--- start of EXCERPT TO READ ---
Lowder was no hipster, but hip before hip was hip

August 3, 2012

Lowder Mitchell Jr. died this week after a lingering illness. Farmer, Granger, husband, father and appreciator.  He was a good man, and I will miss seeing his distinctive, white-bearded face atop his trim figure and beneath a well-worn Pioneer Seed or other similar cap, waiting alongside Kings Highway for the ferry traffic to clear so he could get to his mailbox across the street.

Lowder - pronounced louder - would be the last person to call himself hip. But in his own way he was. Let’s face it, Lowder is a hip name, and he had an independent streak that put him ahead of his time. A dyed-in-the-wool Delawarean who loved the feel of good dirt in his hands, Lowder was one of the few people I know who regularly dressed himself up with a string tie.  His hair and beard had already gone white when I first met him at the motor vehicle offices in Georgetown that he managed for a time. He liked to smile, was free with his opinions and loved the Zwaanendael Farm where he lived from the time he was 8 years old.

I opened this column by mentioning that Lowder was an appreciator.  At the time of his death, a healthy crop of soybeans carpeted the field that he farmed for so many years across from Cape Henlopen High School.  On many occasions, he told me that piece of ground was as fine a piece of farmland as existed in the United States.  The soil, he said, was superior and well-drained. The unique microclimate just inland from the Atlantic Ocean and Delaware Bay, he said, had produced - without irrigation - moneymaking crops of corn and soybeans every year for as long as he could remember.

His wife, Jane, told me Lowder loved to watch shelled corn flowing from the combine into the bed of a farm truck in the fall.  “That’s just like solid gold coming out of that ground,” he would say.

Speaking of hip

A decade ago we visited with my daughter Megan when she was living in Portland, Oregon.  We met up with some of her friends for a beer.  “We’re going to a hipster bar,” she told me. Small and dark, the bar had a jukebox, chalkboard and neon.  It didn’t strike me as anything extraordinary except for one thing: everyone was drinking Pabst Blue Ribbon beer. Pabst, one of my early favorites 45 years ago, was on the board along with India Pale Ales brewed with Cascadian hops. Some of the local craft brews for sure, at $4 and $5 a pint.  But the hipsters’ anthem was:

“PBR me.”  $1 for a bottle or can.  Lots of students. Lots of clothes from Salvation Army and other thrift shops.  Lots of piercings and a few tattoos. Black jeans, tight T-shirts.

Latter-day hippies, I thought to myself. The great northwest.
--- end of EXCERPT TO READ ---
--- start of DATA EXCERPTS ---
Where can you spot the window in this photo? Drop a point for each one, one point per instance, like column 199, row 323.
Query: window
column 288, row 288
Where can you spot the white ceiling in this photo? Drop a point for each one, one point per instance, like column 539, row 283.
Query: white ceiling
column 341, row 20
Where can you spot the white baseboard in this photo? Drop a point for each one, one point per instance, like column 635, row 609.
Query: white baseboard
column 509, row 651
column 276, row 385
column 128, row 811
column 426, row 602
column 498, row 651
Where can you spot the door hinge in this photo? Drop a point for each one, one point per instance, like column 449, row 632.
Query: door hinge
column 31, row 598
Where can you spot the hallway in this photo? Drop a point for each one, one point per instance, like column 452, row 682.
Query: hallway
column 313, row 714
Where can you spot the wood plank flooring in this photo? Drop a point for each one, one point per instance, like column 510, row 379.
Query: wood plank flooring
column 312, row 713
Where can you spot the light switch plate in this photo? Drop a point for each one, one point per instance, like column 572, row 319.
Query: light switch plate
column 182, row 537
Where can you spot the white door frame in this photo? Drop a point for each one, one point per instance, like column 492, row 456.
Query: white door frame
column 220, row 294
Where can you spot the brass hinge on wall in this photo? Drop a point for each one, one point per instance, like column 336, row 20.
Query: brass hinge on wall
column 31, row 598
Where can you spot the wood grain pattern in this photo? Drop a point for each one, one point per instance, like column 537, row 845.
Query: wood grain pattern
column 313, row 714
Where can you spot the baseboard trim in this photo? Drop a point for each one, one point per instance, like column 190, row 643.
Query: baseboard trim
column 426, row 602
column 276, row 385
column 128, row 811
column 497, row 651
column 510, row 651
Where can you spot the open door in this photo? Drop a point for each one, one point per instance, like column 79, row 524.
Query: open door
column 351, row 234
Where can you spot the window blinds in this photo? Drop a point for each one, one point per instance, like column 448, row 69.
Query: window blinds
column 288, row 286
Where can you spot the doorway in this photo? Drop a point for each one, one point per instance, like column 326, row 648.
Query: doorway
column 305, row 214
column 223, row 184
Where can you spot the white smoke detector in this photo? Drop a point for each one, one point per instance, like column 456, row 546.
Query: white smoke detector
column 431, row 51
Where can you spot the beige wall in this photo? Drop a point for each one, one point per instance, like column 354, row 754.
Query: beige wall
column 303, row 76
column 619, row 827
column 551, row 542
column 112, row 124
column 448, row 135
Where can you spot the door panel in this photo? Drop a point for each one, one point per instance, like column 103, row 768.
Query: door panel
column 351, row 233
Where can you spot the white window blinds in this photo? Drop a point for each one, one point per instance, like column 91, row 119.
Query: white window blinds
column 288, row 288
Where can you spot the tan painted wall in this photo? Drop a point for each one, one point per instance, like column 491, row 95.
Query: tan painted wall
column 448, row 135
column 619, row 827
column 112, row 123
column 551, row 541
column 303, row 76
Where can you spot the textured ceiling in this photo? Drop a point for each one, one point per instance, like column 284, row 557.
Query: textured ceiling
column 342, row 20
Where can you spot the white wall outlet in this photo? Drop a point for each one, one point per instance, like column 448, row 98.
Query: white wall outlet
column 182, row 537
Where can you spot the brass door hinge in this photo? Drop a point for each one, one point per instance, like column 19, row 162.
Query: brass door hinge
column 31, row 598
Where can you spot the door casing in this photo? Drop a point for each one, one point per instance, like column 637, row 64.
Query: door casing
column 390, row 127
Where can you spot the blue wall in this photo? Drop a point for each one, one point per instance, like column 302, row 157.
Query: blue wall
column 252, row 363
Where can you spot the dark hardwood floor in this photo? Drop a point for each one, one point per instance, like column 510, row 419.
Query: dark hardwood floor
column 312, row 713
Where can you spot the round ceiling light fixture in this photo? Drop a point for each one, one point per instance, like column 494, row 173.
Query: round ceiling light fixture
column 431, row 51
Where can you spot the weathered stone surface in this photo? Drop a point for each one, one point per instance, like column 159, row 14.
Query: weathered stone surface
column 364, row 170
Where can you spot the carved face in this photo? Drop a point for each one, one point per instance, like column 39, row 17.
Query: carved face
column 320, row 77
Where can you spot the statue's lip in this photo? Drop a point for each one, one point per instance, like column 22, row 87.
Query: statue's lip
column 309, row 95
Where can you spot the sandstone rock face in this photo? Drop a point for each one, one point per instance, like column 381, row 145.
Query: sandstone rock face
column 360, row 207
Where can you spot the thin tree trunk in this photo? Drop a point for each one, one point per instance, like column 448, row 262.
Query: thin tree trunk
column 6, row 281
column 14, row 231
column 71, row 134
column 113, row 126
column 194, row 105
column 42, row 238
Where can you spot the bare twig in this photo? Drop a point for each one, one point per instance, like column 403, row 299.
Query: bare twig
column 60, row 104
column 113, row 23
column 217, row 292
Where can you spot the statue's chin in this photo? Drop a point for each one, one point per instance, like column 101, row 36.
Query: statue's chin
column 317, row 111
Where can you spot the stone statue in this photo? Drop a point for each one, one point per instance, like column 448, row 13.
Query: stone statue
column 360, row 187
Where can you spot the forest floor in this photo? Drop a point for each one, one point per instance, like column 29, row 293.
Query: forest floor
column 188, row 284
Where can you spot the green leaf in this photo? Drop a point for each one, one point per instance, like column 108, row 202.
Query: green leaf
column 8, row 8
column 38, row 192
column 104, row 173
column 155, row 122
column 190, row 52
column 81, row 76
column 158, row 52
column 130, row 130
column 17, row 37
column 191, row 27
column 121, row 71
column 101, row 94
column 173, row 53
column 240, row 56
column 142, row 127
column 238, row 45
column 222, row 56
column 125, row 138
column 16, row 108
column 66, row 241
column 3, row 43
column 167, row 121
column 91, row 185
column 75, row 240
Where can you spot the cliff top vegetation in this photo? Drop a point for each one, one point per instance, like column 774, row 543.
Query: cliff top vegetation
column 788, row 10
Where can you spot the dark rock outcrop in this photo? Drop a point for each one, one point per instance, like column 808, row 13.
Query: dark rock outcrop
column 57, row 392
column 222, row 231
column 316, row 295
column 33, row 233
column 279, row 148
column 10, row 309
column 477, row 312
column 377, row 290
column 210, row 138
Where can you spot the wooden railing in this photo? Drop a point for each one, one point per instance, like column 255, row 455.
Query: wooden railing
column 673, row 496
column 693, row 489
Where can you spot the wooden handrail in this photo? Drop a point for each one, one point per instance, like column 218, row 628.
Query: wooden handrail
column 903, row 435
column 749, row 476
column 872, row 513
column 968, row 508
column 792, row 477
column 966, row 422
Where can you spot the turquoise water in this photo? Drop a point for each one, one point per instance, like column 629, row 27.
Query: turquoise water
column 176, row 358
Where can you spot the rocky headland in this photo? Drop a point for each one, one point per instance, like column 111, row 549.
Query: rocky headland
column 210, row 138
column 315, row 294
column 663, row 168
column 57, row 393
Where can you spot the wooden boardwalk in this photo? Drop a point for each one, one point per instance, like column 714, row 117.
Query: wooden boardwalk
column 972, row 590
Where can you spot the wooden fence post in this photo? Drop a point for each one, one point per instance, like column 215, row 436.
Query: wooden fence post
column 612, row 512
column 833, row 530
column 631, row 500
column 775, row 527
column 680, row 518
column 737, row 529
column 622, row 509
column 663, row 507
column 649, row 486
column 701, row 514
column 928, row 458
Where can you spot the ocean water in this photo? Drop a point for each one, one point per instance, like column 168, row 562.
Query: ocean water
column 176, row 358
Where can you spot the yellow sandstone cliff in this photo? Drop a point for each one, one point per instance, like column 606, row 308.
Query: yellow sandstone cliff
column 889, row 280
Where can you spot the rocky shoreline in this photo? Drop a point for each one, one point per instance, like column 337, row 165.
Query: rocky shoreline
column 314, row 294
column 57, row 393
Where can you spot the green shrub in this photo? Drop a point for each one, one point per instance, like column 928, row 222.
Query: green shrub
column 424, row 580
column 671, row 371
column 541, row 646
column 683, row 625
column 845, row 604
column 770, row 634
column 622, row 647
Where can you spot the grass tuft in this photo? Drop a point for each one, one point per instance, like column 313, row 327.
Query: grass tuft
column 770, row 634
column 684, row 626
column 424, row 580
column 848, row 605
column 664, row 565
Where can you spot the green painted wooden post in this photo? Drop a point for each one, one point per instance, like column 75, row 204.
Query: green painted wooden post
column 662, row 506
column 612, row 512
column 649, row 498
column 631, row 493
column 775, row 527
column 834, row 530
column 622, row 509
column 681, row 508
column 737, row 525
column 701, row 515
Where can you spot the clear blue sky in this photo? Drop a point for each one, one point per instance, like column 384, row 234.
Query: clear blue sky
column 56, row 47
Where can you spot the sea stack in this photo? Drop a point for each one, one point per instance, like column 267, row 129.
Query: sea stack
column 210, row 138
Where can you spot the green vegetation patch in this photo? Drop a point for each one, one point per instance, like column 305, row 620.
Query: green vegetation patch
--- end of DATA EXCERPTS ---
> _WHAT TO WORK ON_
1) Name every person identified by name in the column about Lowder Mitchell Jr.
2) Duplicate the passage of the column about Lowder Mitchell Jr. from "Lowder Mitchell Jr." up to and including "across the street.".

> _REPLIES_
1) Lowder Mitchell Jr., Jane, Megan

2)
Lowder Mitchell Jr. died this week after a lingering illness. Farmer, Granger, husband, father and appreciator.  He was a good man, and I will miss seeing his distinctive, white-bearded face atop his trim figure and beneath a well-worn Pioneer Seed or other similar cap, waiting alongside Kings Highway for the ferry traffic to clear so he could get to his mailbox across the street.